Required action 1
Rewrite the part of the colorectal cancer page starting with "Colorectal cancer is a" and going on through "can become cancerous.", replacing "colorectal specialists" with "gastroenterologists".
Required action 2
According to the colorectal cancer page, where do most colorectal cancers start?
Required action 3
Continue the colorectal cancer page from its last line.

Colorectal Cancer Can Be Preventable
Colorectal cancer is the second leading cause of cancer-related death. A colorectal screening can prevent and identify this cancer early at its most treatable stages.
Talk with your primary care provider about which screening options are best for you.
What is Colorectal Cancer?
Colorectal cancer is a cancer that begins in the colon or rectum. Most colorectal cancers start as a growth on the inner wall of the colon called a polyp. Not all polyps become cancerous, but some do.
Colorectal cancer is the fourth most common cancer. That’s why screenings are so important – they can catch cancer early when it’s most treatable.
Some screenings can even help prevent colorectal cancer from developing. During a colonoscopy, colorectal specialists find and remove abnormal polyps before they can become cancerous.
Risk factors include:
- Age (45 or older)
- Ethnicity (Black, American Indian or Alaskan Native)

Given entries

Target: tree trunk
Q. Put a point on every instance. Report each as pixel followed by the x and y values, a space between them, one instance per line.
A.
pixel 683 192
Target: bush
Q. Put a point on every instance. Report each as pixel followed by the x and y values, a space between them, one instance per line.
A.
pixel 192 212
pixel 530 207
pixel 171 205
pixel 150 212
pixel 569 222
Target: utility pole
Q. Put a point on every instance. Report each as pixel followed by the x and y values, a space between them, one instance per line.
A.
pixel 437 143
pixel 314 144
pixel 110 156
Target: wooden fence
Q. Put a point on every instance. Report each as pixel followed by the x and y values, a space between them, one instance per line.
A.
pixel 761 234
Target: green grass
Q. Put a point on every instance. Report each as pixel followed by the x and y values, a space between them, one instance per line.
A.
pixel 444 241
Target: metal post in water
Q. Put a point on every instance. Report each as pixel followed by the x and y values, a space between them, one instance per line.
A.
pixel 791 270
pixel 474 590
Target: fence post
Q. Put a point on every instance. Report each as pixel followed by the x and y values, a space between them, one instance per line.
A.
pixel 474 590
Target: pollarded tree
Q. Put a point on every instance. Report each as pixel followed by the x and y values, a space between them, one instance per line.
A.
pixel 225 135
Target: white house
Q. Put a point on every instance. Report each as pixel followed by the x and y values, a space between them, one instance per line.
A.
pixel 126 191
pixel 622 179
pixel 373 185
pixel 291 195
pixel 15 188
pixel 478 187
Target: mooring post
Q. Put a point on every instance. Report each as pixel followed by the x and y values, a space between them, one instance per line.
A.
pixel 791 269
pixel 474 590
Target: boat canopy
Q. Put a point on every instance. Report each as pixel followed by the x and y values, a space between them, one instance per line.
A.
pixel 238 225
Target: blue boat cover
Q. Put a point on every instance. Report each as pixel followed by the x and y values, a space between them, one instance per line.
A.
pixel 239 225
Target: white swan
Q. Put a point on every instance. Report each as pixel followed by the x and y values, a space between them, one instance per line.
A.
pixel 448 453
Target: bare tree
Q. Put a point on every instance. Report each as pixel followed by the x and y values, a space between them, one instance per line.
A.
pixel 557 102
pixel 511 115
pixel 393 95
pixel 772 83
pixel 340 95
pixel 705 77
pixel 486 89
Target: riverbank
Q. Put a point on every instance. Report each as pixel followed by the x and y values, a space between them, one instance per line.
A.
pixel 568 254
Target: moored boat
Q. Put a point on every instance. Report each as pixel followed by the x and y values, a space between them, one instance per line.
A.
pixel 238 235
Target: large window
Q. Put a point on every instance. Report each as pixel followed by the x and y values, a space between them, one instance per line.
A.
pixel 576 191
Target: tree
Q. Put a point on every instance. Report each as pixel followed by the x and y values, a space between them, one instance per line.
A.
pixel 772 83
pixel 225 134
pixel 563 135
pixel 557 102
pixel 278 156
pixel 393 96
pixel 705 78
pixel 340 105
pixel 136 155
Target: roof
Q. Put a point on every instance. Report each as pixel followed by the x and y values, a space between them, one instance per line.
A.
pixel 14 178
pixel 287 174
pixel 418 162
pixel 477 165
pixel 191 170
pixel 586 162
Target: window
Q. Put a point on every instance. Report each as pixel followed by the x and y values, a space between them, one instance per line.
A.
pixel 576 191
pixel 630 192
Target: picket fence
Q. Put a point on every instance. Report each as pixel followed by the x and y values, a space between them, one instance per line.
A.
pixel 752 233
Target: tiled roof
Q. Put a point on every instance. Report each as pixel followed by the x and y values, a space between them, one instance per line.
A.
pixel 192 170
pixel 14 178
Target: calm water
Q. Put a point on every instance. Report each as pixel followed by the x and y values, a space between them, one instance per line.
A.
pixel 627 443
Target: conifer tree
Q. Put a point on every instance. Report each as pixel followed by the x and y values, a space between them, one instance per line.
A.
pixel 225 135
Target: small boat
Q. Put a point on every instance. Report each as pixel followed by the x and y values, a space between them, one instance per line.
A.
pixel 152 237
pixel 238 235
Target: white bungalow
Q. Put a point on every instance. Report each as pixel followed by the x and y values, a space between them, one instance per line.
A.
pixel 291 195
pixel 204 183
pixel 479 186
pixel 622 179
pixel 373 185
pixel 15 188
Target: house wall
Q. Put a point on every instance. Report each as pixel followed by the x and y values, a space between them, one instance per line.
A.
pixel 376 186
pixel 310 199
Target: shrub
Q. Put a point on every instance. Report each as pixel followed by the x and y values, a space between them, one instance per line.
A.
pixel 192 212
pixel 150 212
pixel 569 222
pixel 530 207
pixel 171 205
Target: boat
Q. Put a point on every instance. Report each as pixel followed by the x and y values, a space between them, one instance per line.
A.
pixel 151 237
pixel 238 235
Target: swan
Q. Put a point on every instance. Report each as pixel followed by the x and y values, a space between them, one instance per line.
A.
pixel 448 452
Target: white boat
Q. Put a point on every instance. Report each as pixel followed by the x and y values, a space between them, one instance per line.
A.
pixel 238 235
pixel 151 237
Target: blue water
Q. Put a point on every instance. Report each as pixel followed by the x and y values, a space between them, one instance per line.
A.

Task output 1
Colorectal cancer is a cancer that begins in the colon or rectum. Most colorectal cancers start as a growth on the inner wall of the colon called a polyp. Not all polyps become cancerous, but some do.
Colorectal cancer is the fourth most common cancer. That’s why screenings are so important – they can catch cancer early when it’s most treatable.
Some screenings can even help prevent colorectal cancer from developing. During a colonoscopy, gastroenterologists find and remove abnormal polyps before they can become cancerous.

Task output 2
Most start as a growth on the inner wall of the colon called a polyp.

Task output 3
- Family history of colorectal cancer
- Sex (males are at a higher risk)
- Long-term smoking
- Unhealthy alcohol use
Why Get Screened?
People sometimes delay getting screened because they’re concerned about time, cost, embarrassment or a lack of symptoms. But people can still develop colorectal cancer even without a family history, symptoms or other risk factors.
Catching colorectal cancer as soon as possible makes a big difference. When it’s detected early through a colonoscopy or other screening, the five-year survival rate for colorectal cancer is about 90%.
Sanford Health recommends colorectal cancer screenings for all adults ages 45 to 75.